## [DOCUMENT TEXT]
# Albrecht Drill Chuck Help



## David (Oct 12, 2013)

I had a mishap on the mill the other day and the R8 shank spun out of the chuck.  The drill bit caught in mild steel as it broke through and crashed before I could react!

The problem is that I can't get the chuck to release the bit.  Im guessing that the torque may have sprung the jaws to a point of not allowing the unscrewing mechanism to work.

I have placed the drill bit in the vise and put as much pressure as I felt comfortable with to brake it loose but no luck.  

I don't care about the drill bit but would like to save the chuck if possible.  Any ideas on how to fix this careless mistake?


----------



## DAN_IN_MN (Oct 12, 2013)

PM sent.


----------



## mikey (Oct 13, 2013)

Dave, if it was me I would remove the rear collar and make a fixture to lock it in a vise. Then I would either try a strap wrench to get the hood loose or make another fixture to clamp onto the hood to break it loose. Here is what I have used to get stubborn hoods off and they work well. The smaller fixture clamps onto the body where the rear collar fits and is locked in a vise. The larger one clamps onto the hood near the top of the knurled section with a C-clamp; a few taps with a hammer on the clamp should move the hood. I have yet to see an Albrecht that I couldn't loosen with these plates.




It may be possible that the guide pin is now bent, making releasing the jaws a challenge. Once you get the hood off you can replace the pin with a roll pin cut to size.

## [GIVEN EXERCISE A]
Write out the rows below word for word, leaving the pictures out of your answer.

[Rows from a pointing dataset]

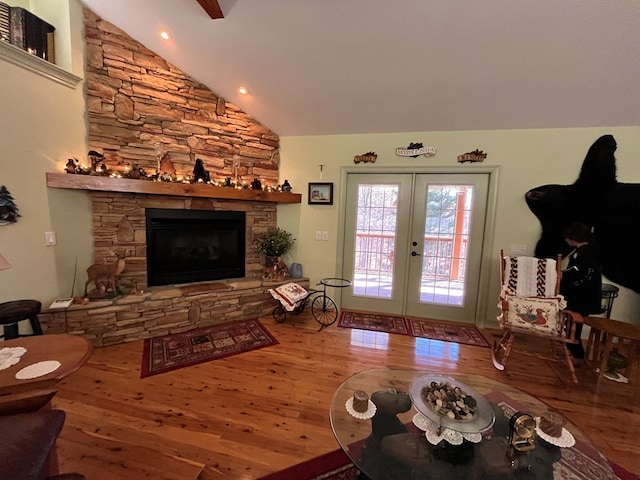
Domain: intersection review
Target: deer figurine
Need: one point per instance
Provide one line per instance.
(109, 271)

## [GIVEN EXERCISE B]
From the drill chuck thread, pull out the part that opens with the words containing "## mikey (Oct" and closes with "with these plates.", copying it word for word.

## [TASK ANSWER A]
Domain: intersection review
Target: deer figurine
Need: one point per instance
Provide one line per instance.
(109, 271)

## [TASK ANSWER B]
## mikey (Oct 13, 2013)

Dave, if it was me I would remove the rear collar and make a fixture to lock it in a vise. Then I would either try a strap wrench to get the hood loose or make another fixture to clamp onto the hood to break it loose. Here is what I have used to get stubborn hoods off and they work well. The smaller fixture clamps onto the body where the rear collar fits and is locked in a vise. The larger one clamps onto the hood near the top of the knurled section with a C-clamp; a few taps with a hammer on the clamp should move the hood. I have yet to see an Albrecht that I couldn't loosen with these plates.